Pointing and labeling entries
▼

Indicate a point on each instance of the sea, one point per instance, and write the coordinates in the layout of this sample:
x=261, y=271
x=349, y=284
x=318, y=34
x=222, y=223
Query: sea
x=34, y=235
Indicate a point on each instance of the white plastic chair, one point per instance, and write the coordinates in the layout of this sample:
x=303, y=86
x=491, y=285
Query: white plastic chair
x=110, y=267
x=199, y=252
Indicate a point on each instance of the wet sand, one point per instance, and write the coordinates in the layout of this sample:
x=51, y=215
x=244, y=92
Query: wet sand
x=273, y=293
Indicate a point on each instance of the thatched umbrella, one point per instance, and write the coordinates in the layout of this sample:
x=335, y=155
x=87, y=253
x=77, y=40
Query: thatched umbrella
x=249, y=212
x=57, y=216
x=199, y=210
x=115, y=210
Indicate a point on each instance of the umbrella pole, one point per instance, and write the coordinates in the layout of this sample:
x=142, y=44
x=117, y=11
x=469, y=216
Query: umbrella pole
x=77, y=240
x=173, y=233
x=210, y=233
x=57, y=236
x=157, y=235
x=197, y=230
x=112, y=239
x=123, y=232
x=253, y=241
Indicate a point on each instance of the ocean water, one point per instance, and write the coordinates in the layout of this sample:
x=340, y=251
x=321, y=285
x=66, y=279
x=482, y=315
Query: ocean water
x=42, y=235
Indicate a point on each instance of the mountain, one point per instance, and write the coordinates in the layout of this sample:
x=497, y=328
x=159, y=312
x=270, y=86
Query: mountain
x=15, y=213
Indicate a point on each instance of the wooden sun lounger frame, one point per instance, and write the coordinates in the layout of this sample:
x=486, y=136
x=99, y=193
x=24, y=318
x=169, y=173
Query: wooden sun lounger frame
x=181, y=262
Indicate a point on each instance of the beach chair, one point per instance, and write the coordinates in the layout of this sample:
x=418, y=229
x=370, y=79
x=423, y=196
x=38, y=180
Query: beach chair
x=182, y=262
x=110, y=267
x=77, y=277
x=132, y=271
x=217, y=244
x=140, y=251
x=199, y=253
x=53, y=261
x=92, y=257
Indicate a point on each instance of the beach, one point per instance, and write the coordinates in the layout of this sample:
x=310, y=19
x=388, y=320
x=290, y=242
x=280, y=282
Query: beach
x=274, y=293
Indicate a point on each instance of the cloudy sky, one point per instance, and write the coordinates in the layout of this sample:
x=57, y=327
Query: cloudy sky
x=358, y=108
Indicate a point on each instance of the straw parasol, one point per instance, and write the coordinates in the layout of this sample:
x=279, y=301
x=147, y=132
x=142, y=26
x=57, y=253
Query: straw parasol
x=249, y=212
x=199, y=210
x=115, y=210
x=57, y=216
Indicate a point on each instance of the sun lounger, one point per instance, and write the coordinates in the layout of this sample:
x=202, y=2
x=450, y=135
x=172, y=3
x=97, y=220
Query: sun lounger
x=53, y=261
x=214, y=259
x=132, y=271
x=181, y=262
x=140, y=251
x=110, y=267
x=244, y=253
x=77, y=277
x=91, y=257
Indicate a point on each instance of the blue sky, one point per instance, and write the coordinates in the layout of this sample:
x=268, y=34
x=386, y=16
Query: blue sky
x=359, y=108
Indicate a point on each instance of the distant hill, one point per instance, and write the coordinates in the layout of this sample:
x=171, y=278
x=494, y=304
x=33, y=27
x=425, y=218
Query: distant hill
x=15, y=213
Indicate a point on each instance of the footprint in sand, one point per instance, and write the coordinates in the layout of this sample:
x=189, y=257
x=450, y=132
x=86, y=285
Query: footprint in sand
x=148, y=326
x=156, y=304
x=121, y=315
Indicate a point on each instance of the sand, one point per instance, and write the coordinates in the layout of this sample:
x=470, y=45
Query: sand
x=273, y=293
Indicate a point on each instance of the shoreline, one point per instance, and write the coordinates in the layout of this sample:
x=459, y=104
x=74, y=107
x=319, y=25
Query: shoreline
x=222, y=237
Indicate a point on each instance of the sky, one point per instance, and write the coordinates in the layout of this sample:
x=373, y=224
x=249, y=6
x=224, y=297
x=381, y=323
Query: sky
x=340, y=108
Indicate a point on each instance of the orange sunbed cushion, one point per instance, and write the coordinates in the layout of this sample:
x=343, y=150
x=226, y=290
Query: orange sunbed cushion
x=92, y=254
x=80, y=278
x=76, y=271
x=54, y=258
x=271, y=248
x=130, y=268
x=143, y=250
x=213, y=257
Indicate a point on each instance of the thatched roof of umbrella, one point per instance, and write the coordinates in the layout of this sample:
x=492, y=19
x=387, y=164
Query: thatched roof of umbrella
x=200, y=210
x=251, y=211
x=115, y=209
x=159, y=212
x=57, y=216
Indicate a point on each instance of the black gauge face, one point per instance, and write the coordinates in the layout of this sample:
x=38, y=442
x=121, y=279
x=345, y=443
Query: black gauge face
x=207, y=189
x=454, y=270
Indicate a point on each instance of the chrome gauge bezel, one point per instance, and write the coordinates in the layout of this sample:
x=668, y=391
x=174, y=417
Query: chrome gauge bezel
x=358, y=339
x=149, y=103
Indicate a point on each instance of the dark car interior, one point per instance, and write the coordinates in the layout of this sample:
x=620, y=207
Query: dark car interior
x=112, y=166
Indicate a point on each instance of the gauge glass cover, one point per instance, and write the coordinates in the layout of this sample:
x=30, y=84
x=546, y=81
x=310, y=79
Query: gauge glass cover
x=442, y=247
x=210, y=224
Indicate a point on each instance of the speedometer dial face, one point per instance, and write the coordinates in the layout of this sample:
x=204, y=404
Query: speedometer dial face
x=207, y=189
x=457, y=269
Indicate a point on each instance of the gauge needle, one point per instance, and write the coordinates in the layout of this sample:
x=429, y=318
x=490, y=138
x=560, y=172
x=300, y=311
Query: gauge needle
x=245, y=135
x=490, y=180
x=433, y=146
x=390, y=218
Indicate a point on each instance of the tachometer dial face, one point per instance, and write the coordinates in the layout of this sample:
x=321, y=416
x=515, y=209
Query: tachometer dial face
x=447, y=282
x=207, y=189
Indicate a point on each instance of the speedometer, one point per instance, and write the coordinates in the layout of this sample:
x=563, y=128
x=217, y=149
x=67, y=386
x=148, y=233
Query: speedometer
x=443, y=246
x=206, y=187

▲

● Exercise requirements
Rewrite the records from the line with "Indicate a point on each instance of the straw" up to and including the line with "x=340, y=108", requests included, scaling every answer coordinate by 1.45 and rounding it to a whole number with halves rounded up. Leave the requests and their sample coordinates unchanged.

● Correct output
Indicate a point on each instance of the straw parasol, one point per instance, and write the coordinates in the layout of this sample:
x=279, y=301
x=147, y=132
x=142, y=26
x=57, y=253
Query: straw parasol
x=361, y=307
x=289, y=305
x=167, y=305
x=83, y=313
Indicate a point on each instance of the sun lounger, one point per instance, and write the coordinates in the layout of this sample:
x=202, y=2
x=450, y=135
x=172, y=3
x=97, y=220
Query: sun lounger
x=77, y=378
x=310, y=376
x=191, y=393
x=262, y=380
x=203, y=364
x=160, y=387
x=354, y=367
x=112, y=402
x=132, y=373
Indicate a point on each instance of the blue sky, one point per instance, and write the coordinates in the layout of this sample:
x=268, y=34
x=386, y=16
Query: blue sky
x=521, y=157
Indicate a point on each instance of the distant hill, one point per instance, and write the coordinates in the layout of this sample:
x=171, y=278
x=494, y=304
x=33, y=27
x=425, y=218
Query: distant hill
x=22, y=309
Indicate a point on each instance of the footprint in sand, one point per instance, and write the coordinates in the layout of this sample:
x=189, y=257
x=450, y=132
x=86, y=285
Query: footprint in sand
x=215, y=473
x=226, y=441
x=175, y=457
Indicate a point on each instance of the sand, one point per instance, and write the coordinates in the layout of this sample:
x=470, y=45
Query: sand
x=396, y=425
Indicate a point on each instance of the shoreline, one point per instance, and write the coordinates in the layout of this sample:
x=459, y=104
x=74, y=107
x=319, y=25
Query: shoreline
x=322, y=344
Indicate a point on each instance of the sky, one point per instance, and write the coordinates in the layout of this sample:
x=373, y=224
x=249, y=6
x=224, y=297
x=381, y=323
Query: sky
x=493, y=157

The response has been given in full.